Source data =
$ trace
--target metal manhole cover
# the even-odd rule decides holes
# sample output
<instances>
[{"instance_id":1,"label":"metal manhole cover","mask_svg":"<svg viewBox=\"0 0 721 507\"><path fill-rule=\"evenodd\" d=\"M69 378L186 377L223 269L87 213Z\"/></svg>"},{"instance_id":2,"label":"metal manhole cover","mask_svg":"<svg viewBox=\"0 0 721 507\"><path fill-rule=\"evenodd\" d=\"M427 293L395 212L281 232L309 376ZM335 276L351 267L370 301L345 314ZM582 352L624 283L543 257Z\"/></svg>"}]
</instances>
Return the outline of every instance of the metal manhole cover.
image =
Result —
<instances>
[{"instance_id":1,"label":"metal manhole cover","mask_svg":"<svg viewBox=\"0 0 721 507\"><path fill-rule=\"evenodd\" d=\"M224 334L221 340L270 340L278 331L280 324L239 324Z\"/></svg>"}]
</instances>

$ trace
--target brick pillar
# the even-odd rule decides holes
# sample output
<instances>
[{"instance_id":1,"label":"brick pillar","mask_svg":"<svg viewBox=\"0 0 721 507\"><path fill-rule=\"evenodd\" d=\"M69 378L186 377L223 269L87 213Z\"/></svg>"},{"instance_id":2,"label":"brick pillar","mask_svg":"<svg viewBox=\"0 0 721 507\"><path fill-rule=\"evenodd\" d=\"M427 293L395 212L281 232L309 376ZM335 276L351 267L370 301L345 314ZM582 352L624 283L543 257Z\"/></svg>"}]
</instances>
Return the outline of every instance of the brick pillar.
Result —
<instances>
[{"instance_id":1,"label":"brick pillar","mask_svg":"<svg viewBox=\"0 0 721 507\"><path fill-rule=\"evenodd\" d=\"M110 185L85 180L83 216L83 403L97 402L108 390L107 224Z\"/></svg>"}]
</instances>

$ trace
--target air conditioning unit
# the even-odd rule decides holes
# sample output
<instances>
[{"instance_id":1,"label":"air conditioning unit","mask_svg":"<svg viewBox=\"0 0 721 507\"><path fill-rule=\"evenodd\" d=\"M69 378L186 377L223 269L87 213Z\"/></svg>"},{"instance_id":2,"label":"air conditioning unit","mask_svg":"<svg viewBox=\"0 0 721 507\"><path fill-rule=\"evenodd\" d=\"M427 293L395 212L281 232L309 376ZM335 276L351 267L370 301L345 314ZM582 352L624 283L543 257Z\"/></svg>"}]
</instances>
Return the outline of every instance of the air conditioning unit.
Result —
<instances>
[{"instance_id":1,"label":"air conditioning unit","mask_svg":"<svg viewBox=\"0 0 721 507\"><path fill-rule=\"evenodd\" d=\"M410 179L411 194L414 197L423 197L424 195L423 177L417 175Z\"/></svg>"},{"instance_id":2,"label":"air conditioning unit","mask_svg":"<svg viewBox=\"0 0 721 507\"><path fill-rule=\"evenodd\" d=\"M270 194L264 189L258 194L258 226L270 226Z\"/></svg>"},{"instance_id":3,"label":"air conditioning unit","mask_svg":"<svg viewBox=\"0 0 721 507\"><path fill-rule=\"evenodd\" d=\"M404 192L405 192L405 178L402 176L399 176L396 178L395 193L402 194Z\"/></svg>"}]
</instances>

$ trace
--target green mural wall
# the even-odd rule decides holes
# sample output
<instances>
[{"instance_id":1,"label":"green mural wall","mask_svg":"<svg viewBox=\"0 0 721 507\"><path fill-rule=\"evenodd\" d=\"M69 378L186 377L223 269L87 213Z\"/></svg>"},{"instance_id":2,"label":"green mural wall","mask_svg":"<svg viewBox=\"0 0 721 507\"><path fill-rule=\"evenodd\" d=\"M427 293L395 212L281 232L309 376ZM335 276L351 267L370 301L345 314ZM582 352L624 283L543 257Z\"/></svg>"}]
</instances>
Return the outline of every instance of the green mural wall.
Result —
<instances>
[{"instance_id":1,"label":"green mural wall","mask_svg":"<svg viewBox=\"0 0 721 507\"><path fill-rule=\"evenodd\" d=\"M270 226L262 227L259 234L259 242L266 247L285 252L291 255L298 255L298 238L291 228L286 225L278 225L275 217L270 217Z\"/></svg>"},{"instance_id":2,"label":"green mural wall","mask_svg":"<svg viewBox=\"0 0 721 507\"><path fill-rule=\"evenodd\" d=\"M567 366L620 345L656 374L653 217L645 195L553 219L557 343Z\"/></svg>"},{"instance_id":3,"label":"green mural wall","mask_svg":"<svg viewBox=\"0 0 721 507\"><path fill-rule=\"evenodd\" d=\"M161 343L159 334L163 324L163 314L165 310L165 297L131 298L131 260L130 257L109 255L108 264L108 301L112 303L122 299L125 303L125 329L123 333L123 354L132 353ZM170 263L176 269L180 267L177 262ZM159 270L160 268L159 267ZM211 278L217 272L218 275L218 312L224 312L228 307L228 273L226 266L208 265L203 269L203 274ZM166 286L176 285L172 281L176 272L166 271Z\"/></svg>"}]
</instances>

Task brief = Go through the listing above and restate it word for word.

Solution for this task =
$ trace
--target metal manhole cover
# the even-odd rule decides holes
# sample output
<instances>
[{"instance_id":1,"label":"metal manhole cover","mask_svg":"<svg viewBox=\"0 0 721 507\"><path fill-rule=\"evenodd\" d=\"M69 378L186 377L223 269L87 213Z\"/></svg>"},{"instance_id":2,"label":"metal manhole cover","mask_svg":"<svg viewBox=\"0 0 721 507\"><path fill-rule=\"evenodd\" d=\"M427 293L395 212L281 232L309 376ZM335 276L351 267L370 301L345 314ZM582 352L624 283L543 257Z\"/></svg>"}]
</instances>
Return the outline of every instance of the metal manhole cover.
image =
Result —
<instances>
[{"instance_id":1,"label":"metal manhole cover","mask_svg":"<svg viewBox=\"0 0 721 507\"><path fill-rule=\"evenodd\" d=\"M224 334L221 340L270 340L278 331L280 324L239 324Z\"/></svg>"}]
</instances>

$ trace
--target brick pillar
# the even-odd rule decides holes
# sample output
<instances>
[{"instance_id":1,"label":"brick pillar","mask_svg":"<svg viewBox=\"0 0 721 507\"><path fill-rule=\"evenodd\" d=\"M69 378L186 377L223 269L87 213Z\"/></svg>"},{"instance_id":2,"label":"brick pillar","mask_svg":"<svg viewBox=\"0 0 721 507\"><path fill-rule=\"evenodd\" d=\"M427 293L395 212L281 232L309 376ZM335 276L351 267L370 301L345 314ZM582 352L624 283L543 257Z\"/></svg>"}]
</instances>
Return the outline of every instance of the brick pillar.
Result —
<instances>
[{"instance_id":1,"label":"brick pillar","mask_svg":"<svg viewBox=\"0 0 721 507\"><path fill-rule=\"evenodd\" d=\"M110 185L85 180L83 216L83 403L97 402L108 390L107 224Z\"/></svg>"}]
</instances>

$ trace
--target air conditioning unit
# the even-odd rule decides holes
# sample output
<instances>
[{"instance_id":1,"label":"air conditioning unit","mask_svg":"<svg viewBox=\"0 0 721 507\"><path fill-rule=\"evenodd\" d=\"M69 378L186 377L223 269L87 213Z\"/></svg>"},{"instance_id":2,"label":"air conditioning unit","mask_svg":"<svg viewBox=\"0 0 721 507\"><path fill-rule=\"evenodd\" d=\"M427 293L395 212L281 232L309 376ZM335 276L351 267L370 301L345 314ZM582 352L624 283L543 257Z\"/></svg>"}]
</instances>
Return the outline of every instance of the air conditioning unit.
Result —
<instances>
[{"instance_id":1,"label":"air conditioning unit","mask_svg":"<svg viewBox=\"0 0 721 507\"><path fill-rule=\"evenodd\" d=\"M410 179L411 194L414 197L423 197L424 195L423 177L417 175Z\"/></svg>"},{"instance_id":2,"label":"air conditioning unit","mask_svg":"<svg viewBox=\"0 0 721 507\"><path fill-rule=\"evenodd\" d=\"M270 194L264 189L258 194L258 226L270 226Z\"/></svg>"},{"instance_id":3,"label":"air conditioning unit","mask_svg":"<svg viewBox=\"0 0 721 507\"><path fill-rule=\"evenodd\" d=\"M404 192L405 192L405 178L402 176L399 176L396 178L395 193L402 194Z\"/></svg>"}]
</instances>

$ trace
--target green mural wall
# the even-odd rule decides holes
# sample output
<instances>
[{"instance_id":1,"label":"green mural wall","mask_svg":"<svg viewBox=\"0 0 721 507\"><path fill-rule=\"evenodd\" d=\"M69 378L186 377L223 269L87 213Z\"/></svg>"},{"instance_id":2,"label":"green mural wall","mask_svg":"<svg viewBox=\"0 0 721 507\"><path fill-rule=\"evenodd\" d=\"M427 293L395 212L281 232L309 376ZM335 276L351 267L370 301L345 314ZM582 352L624 283L543 257Z\"/></svg>"}]
</instances>
Return the outline of every instance of the green mural wall.
Result —
<instances>
[{"instance_id":1,"label":"green mural wall","mask_svg":"<svg viewBox=\"0 0 721 507\"><path fill-rule=\"evenodd\" d=\"M270 226L262 227L259 234L259 242L266 247L285 252L291 255L298 255L298 238L291 228L286 225L278 225L275 217L270 217Z\"/></svg>"},{"instance_id":2,"label":"green mural wall","mask_svg":"<svg viewBox=\"0 0 721 507\"><path fill-rule=\"evenodd\" d=\"M567 366L620 345L656 374L653 217L645 195L553 219L557 343Z\"/></svg>"},{"instance_id":3,"label":"green mural wall","mask_svg":"<svg viewBox=\"0 0 721 507\"><path fill-rule=\"evenodd\" d=\"M161 343L159 334L163 324L163 314L165 310L165 297L131 298L131 260L130 257L109 255L108 264L108 301L112 303L122 299L125 303L125 329L123 333L123 354L132 353ZM170 263L176 269L180 267L177 262ZM159 270L160 268L159 267ZM211 278L217 272L218 275L218 312L224 312L228 307L228 273L226 266L208 265L203 269L203 274ZM166 286L176 285L172 281L176 272L166 271Z\"/></svg>"}]
</instances>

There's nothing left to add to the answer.